» TASK REQUIREMENTS
Give every line of the listing word for word, beginning at the first and including the line with "Take one instance" as the last.

» SOURCE DATA
•••
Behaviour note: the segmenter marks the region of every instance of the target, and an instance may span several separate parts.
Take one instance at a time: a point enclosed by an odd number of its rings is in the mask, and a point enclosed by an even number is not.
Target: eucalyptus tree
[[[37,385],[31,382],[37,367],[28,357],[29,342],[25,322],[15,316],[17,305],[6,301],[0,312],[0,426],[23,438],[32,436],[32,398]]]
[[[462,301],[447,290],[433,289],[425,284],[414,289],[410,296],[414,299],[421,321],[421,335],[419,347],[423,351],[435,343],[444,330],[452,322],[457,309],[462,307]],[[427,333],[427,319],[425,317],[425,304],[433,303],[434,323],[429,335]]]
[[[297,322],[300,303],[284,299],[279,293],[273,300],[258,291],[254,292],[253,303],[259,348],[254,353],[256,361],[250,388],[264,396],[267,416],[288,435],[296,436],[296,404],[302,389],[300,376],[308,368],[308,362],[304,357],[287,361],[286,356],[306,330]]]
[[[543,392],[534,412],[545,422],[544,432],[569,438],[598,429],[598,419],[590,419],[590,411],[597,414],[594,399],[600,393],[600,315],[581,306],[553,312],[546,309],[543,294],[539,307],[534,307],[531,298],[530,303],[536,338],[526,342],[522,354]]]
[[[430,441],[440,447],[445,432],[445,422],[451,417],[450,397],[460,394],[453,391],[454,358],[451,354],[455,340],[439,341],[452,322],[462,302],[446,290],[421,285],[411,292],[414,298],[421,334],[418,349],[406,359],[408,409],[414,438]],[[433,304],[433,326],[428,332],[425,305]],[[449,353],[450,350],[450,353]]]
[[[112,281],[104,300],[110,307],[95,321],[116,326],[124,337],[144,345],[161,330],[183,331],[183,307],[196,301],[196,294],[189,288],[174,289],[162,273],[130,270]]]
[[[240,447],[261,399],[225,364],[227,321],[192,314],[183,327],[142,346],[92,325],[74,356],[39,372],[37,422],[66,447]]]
•••
» RESPONSE FOR THIS EXERCISE
Behaviour note: the segmenter marks the region of every instance of the target, and an instance may span several separate parts.
Take one instance at a time: a point enclosed by an odd number of its rings is in the mask, and a point enclosed by an even number is not.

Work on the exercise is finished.